▶ **Short exercise A**:
In the piece on environmental journalism, where and when will the details of the Paris agreement be worked out?

▶ **Document segment**:
>>>
Cone joined eight other journalists on February 11 to look at the year ahead in environment and energy reporting at an event organized by the Society of Environmental Journalists and the Environmental Change and Security Program. “What I want to do, and what I urge my reporters to do, is to look for the uncovered and the under-covered stories,” she told a packed audience.
For example, “you could spend your whole career writing about what’s happening with the oceans and never run out of stories,” said Cone. Washington Post Reporter Chris Mooney agreed, saying 2016 might be the year we start to see unexpected ocean changes as a result of climate changes. “I will be covering oceans, I promise. That’s where some of the interesting surprises might be.”
Climate-related migration could be a top story, but it’s a nuanced one. “It’s a huge issue; I think it’s one of the biggest environmental issues that needs much more attention right now,” said Cone. “People don’t just migrate just because of a drought or just because of a flood. There’s also violence and war and all kinds of economic reasons… But there’s no doubt that the extreme weather events are exacerbating that and are one of the drivers of migration.”
Washington and the World
Closer to home, Matt Weiser of Water Deeply noted that attention has shifted away from California’s water crisis to Flint’s, even though “the drought is still underway in the world’s eighth largest economy.” But Cone also pointed to the “severe drought in Central and South America, which gets very little coverage, where it is actually affecting people’s health. People are dying in places like Colombia and Brazil…from lack of water.”
“The hope, if you’re looking for it, would be in young people”Washington watchers like panelist Laura Barron-Lopez, the Congressional reporter for The Huffington Post, will focus on political battles over the Clean Power Plan, new Environmental Protection Agency rules, and obligations under the Paris Agreement on climate change.
Since the Kyoto protocol 10 years ago, the United States has gone from climate roadblock to climate champion, with President Obama taking a prominent leadership role in Paris. “We signed on with 200 countries, for the first time, to a global accord to tackle climate change for developed and developing countries alike. But the details of that agreement are going to be worked out in November in Morocco,” said Bloomberg BNA’s Jessica Coomes. “For example, how do you verify that countries are going to do what they say they’re going to do? How do you build on efforts to prepare vulnerable countries for things like rising sea levels?”
<<<
▶ **Supplied data**:
>>>
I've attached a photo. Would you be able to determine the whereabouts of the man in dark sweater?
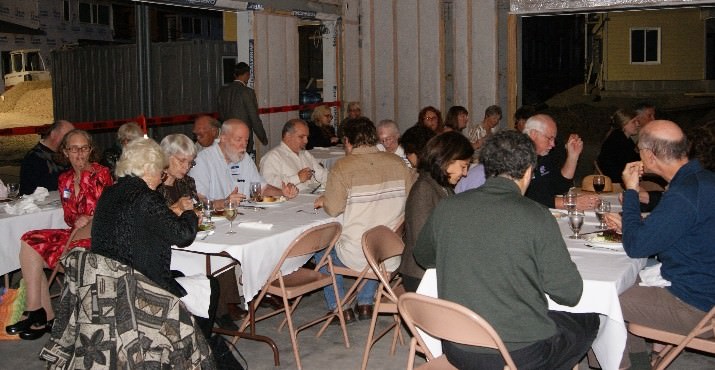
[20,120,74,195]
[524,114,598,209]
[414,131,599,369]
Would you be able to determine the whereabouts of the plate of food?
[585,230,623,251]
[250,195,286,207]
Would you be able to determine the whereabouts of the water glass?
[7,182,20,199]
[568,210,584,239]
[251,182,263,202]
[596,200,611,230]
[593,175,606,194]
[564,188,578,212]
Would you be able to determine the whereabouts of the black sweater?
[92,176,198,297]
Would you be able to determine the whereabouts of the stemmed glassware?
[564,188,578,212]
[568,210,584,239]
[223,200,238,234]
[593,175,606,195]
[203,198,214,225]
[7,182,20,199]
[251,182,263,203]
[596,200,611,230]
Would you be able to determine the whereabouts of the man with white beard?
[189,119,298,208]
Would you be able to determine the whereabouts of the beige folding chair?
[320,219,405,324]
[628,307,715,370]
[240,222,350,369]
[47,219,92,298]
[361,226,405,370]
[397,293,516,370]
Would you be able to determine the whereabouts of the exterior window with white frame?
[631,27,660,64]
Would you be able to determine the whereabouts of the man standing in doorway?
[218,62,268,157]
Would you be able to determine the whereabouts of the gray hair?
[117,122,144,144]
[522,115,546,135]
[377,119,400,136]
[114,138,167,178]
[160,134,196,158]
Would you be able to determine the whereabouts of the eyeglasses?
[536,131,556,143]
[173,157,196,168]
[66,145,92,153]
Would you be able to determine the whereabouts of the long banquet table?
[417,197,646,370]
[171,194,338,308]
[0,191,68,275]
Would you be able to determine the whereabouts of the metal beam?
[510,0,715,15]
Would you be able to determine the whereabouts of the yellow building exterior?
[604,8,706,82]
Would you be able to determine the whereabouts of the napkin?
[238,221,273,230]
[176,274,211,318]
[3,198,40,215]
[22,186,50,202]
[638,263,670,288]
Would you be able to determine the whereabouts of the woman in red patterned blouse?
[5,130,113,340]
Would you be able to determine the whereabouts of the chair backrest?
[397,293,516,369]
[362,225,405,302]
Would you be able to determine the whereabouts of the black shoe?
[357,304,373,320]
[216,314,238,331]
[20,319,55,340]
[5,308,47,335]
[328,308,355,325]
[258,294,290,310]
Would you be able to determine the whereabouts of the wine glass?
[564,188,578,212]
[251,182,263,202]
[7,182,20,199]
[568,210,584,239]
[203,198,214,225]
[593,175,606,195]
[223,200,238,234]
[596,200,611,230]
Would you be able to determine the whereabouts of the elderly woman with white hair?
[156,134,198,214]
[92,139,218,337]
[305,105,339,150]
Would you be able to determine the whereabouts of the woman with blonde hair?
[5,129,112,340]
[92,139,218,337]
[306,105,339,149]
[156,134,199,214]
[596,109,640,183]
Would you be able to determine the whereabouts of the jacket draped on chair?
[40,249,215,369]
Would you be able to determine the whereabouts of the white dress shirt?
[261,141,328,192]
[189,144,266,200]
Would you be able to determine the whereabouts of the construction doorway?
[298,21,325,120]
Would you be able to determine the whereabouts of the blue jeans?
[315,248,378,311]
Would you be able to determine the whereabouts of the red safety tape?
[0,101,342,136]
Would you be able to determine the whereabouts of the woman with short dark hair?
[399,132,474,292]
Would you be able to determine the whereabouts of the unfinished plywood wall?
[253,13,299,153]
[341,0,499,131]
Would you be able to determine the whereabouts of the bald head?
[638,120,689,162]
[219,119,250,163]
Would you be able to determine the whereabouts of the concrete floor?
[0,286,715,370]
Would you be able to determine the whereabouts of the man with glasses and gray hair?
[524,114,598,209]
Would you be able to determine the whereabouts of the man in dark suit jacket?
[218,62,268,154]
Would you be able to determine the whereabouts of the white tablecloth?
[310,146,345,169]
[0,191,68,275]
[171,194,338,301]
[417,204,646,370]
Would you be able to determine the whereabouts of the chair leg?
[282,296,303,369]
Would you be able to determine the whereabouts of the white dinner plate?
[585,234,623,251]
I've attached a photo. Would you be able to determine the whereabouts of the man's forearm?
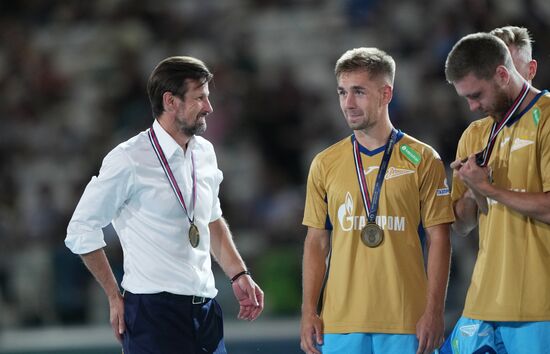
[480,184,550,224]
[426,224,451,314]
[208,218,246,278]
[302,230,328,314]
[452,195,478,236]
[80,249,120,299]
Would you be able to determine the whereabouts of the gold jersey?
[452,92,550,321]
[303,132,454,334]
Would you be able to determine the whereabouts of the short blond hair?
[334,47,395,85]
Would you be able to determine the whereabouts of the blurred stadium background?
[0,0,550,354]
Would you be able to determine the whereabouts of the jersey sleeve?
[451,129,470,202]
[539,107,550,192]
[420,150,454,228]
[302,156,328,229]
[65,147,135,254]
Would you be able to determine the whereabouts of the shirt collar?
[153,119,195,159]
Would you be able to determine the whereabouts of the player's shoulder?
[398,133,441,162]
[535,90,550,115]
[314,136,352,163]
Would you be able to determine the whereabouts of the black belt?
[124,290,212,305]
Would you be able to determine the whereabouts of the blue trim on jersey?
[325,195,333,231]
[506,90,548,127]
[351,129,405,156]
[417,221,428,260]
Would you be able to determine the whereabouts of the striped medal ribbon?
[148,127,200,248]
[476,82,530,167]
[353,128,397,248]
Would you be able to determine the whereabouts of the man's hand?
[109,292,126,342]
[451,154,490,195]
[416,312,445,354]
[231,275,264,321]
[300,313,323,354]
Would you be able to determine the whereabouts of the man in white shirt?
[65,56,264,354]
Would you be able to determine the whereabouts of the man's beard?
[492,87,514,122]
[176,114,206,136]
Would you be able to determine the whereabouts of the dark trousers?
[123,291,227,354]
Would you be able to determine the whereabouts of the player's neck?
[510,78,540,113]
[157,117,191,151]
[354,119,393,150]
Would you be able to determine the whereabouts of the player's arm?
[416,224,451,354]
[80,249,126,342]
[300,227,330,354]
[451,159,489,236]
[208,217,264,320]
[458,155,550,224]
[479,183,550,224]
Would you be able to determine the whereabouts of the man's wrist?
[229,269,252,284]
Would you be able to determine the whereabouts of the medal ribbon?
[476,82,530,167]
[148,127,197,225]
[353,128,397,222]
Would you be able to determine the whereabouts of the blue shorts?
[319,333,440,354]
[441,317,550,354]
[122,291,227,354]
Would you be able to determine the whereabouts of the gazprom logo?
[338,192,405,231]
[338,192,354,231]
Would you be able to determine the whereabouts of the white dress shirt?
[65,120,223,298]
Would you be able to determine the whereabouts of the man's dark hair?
<<<
▶ **Short exercise B**:
Put the rows into a Markdown table with the columns No. and Entry, starting with the line containing "the man's beard?" and going on through the last line of the rows. Give each line its own number and leave out blank lines.

▶ **Full solution A**:
In November in Morocco.

▶ **Full solution B**:
| No. | Entry |
|---|---|
| 1 | Would you be able to determine the whereabouts of the man's beard? |
| 2 | [492,87,514,122] |
| 3 | [176,114,206,136] |
| 4 | Would you be able to determine the whereabouts of the dark trousers? |
| 5 | [123,291,227,354] |
| 6 | Would you be able to determine the whereabouts of the player's neck? |
| 7 | [510,78,540,113] |
| 8 | [157,117,191,151] |
| 9 | [354,119,393,150] |
| 10 | Would you be able to determine the whereabouts of the player's arm? |
| 11 | [416,224,451,354] |
| 12 | [80,249,126,342] |
| 13 | [300,227,330,354] |
| 14 | [451,159,489,236] |
| 15 | [208,217,264,320] |
| 16 | [458,155,550,224] |
| 17 | [479,183,550,224] |
| 18 | Would you be able to determine the whereabouts of the man's wrist? |
| 19 | [229,269,252,284] |
| 20 | Would you be able to determine the whereabouts of the medal ribbon? |
| 21 | [476,82,530,167] |
| 22 | [148,127,197,225] |
| 23 | [353,128,397,222] |
| 24 | Would you be able to determine the whereabouts of the blue shorts? |
| 25 | [319,333,440,354] |
| 26 | [441,317,550,354] |
| 27 | [122,291,227,354] |
| 28 | Would you be able to determine the whereabouts of the gazprom logo? |
| 29 | [338,192,405,231] |
| 30 | [338,192,354,231] |
| 31 | Would you be able to determine the whereabouts of the white dress shirt? |
| 32 | [65,120,223,298] |
| 33 | Would you be able to determine the whereabouts of the man's dark hair? |